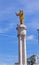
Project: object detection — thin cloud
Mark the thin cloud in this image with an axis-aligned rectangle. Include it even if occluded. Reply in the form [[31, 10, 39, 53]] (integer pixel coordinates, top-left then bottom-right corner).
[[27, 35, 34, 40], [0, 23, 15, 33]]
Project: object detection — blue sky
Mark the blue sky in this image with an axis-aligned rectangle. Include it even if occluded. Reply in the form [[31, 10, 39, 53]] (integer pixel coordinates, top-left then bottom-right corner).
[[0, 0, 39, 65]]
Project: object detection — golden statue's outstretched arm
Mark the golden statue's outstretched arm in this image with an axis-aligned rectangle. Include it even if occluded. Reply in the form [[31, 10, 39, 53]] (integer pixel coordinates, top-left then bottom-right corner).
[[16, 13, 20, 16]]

———

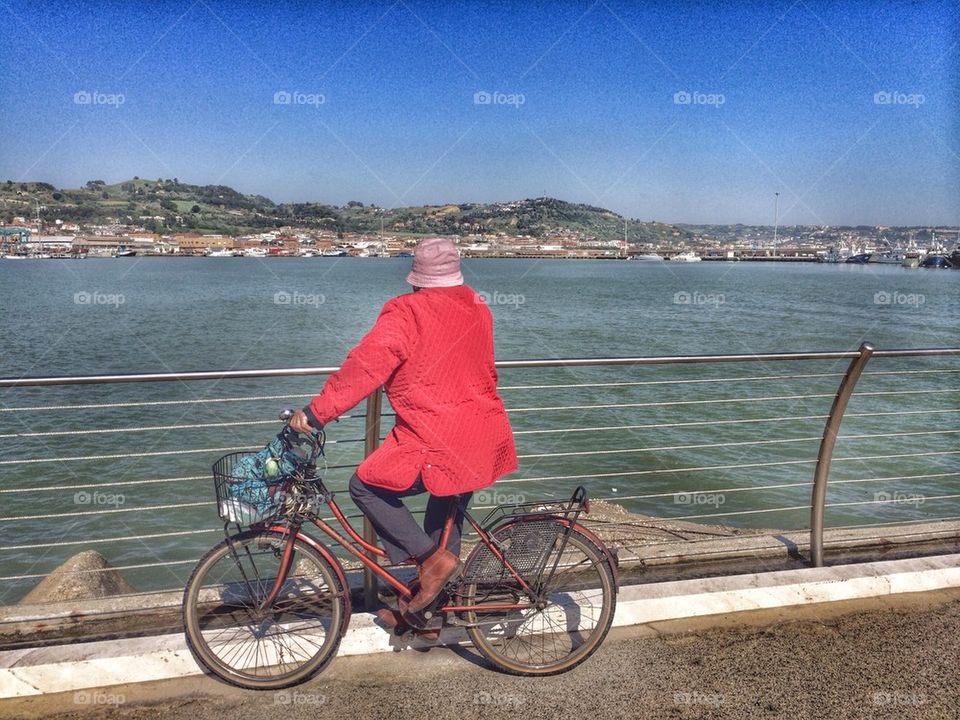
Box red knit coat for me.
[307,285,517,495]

———

[What to do]
Reproduce verbatim the entries from the line containing "Project: object detection — thin cloud" through the line containing "[[0, 0, 39, 65]]", including both of those lines.

[In response]
Project: object detection — thin cloud
Mark the thin cloud in this image with an axis-aligned rectangle. Include it even if occluded. Reply in the form [[31, 10, 39, 53]] (integer pixel coordinates, top-left then bottom-right corner).
[[27, 35, 34, 40], [0, 23, 15, 33]]
Project: object detection — blue sky
Mark the blue sky in this image with an axis-aligned rectangle. Include it even if occluded. Reply in the form [[31, 10, 39, 53]] (integer pixel coordinates, top-left then bottom-right corner).
[[0, 0, 39, 65]]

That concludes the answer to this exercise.